▶ _Brano_:
----------

Nuovi movimenti religiosi…

una sfida per la chiesa cattolica

Un fenomeno sottostimato ma in rapida espansione, un vero e proprio “boom”. Non usano mezzi termini gli studiosi per descrivere la diffusione negli ultimi anni dei “movimenti evangelicali, pentecostali e carismatici”.

È il termine “tecnico” usato nel mondo accademico per definire le “sette” o “i nuovi movimenti religiosi”. Un fenomeno trasversale a tutte le Chiese cristiane e difficilmente quantificabile, sebbene si stimi che i membri delle Chiese pentecostali nel mondo siano più di 400 milioni. A questo fenomeno è dedicata una Conferenza internazionale che ha preso avvio oggi a Roma ed è promossa dalla Conferenza episcopale tedesca. “Evangelicali, pentecostali, carismatici: nuovi movimenti religiosi, una sfida per la Chiesa cattolica”, il titolo della conferenza alla quale prendono parte rappresentanti del Vaticano, delle Conferenze episcopali e di molte diocesi, nonché studiosi del settore. A coordinare i lavori è la Conferenza episcopale tedesca che ha istituito negli anni Novanta un gruppo di ricerca per lo studio delle sette e dei nuovi movimenti religiosi. L’idea nasce da un’intuizione dell’allora presidente del Pontificio Consiglio per la promozione dell’unità dei cristiani, cardinale Walter Kasper.

----------

▶ _Compito A_: Trascrivi tutte le righe dei record di etichettatura e segmentazione senza alcuna modifica, tralasciando le immagini.
I record non hanno alcun legame con il brano.

▶ _Record di etichettatura e segmentazione_:
----------

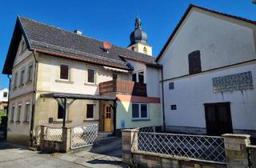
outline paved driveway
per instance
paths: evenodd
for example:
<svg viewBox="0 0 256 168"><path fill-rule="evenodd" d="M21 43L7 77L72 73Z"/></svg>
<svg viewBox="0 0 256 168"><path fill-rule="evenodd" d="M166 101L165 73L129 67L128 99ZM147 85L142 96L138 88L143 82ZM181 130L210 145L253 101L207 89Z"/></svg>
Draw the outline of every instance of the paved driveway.
<svg viewBox="0 0 256 168"><path fill-rule="evenodd" d="M0 142L0 168L82 168L84 166L60 160L52 154L28 150L19 146Z"/></svg>
<svg viewBox="0 0 256 168"><path fill-rule="evenodd" d="M88 167L127 167L122 163L122 141L110 138L69 154L58 154L58 159L75 162Z"/></svg>

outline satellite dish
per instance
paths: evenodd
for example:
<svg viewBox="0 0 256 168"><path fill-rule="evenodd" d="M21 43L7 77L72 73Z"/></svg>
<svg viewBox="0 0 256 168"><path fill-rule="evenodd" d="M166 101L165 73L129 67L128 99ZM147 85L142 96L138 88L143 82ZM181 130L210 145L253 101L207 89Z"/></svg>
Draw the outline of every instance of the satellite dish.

----------

▶ _Compito B_: Continua il brano sui nuovi movimenti religiosi a partire dall'ultima frase riportata.

▶ _Risultato A_:
outline paved driveway
per instance
paths: evenodd
for example:
<svg viewBox="0 0 256 168"><path fill-rule="evenodd" d="M21 43L7 77L72 73Z"/></svg>
<svg viewBox="0 0 256 168"><path fill-rule="evenodd" d="M166 101L165 73L129 67L128 99ZM147 85L142 96L138 88L143 82ZM181 130L210 145L253 101L207 89Z"/></svg>
Draw the outline of every instance of the paved driveway.
<svg viewBox="0 0 256 168"><path fill-rule="evenodd" d="M0 142L0 168L82 168L84 166L60 160L52 154L28 150L19 146Z"/></svg>
<svg viewBox="0 0 256 168"><path fill-rule="evenodd" d="M88 167L127 167L122 163L122 141L110 138L69 154L58 154L58 159L75 162Z"/></svg>

outline satellite dish
per instance
paths: evenodd
for example:
<svg viewBox="0 0 256 168"><path fill-rule="evenodd" d="M21 43L7 77L72 73Z"/></svg>
<svg viewBox="0 0 256 168"><path fill-rule="evenodd" d="M166 101L165 73L129 67L128 99ZM147 85L142 96L138 88L143 82ZM181 130L210 145L253 101L207 89Z"/></svg>
Draw the outline of every instance of the satellite dish.

▶ _Risultato B_:
Fenomeno globale. “La scomparsa della religione a lungo attesa e data per certa non si è materializzata. Al contrario: in tutto il mondo, si osserva piuttosto un vero e proprio boom di religioni”. Si apre con questa constatazione la ricerca presentata dal professore di Munster, Karl Gabriel, che subito aggiunge: “Questo fenomeno globale di rinnovamento religioso ruota però intorno a gruppi che sono tradizionalmente indicati come ‘sette’”. La crescita della cristianità nel mondo è dunque ampiamente dovuta ai nuovi movimenti religiosi. In America Latina – fa notare lo studioso – le Chiese pentecostali sono cresciute a “un ritmo mozzafiato” per diversi anni. L’Africa del Sud è testimone di un’espansione del cristianesimo carismatico. E anche in Asia orientale, compresa la Cina, le forme carismatiche del cristianesimo sono in crescita. 

Che cosa si cela dietro questo fenomeno? La lista di fattori endogeni di crescita è lunga: concorrono sicuramente anche gli “sconvolgimenti sociali ed economici del Sud del mondo” e i nuovi movimenti offrono ai propri seguaci “identità e significato”, “rafforzano l’autostima”, “permettono alle persone di sentirsi a casa”. La ricerca commissionata dalla Conferenza episcopale tedesca e presentata a Roma ha preso in visione 4 Paesi: Costa Rica, Filippine, Ungheria e Sud Africa. Nel capitolo riservato al Costa Rica, interessante è il coinvolgimento delle donne in questo fenomeno, perché sono soprattutto loro a essere maggiormente attratte da questo tipo di proposta religiosa e le ragioni vanno anche ricercate nelle condizioni di precarietà in cui spesso si trovano a vivere.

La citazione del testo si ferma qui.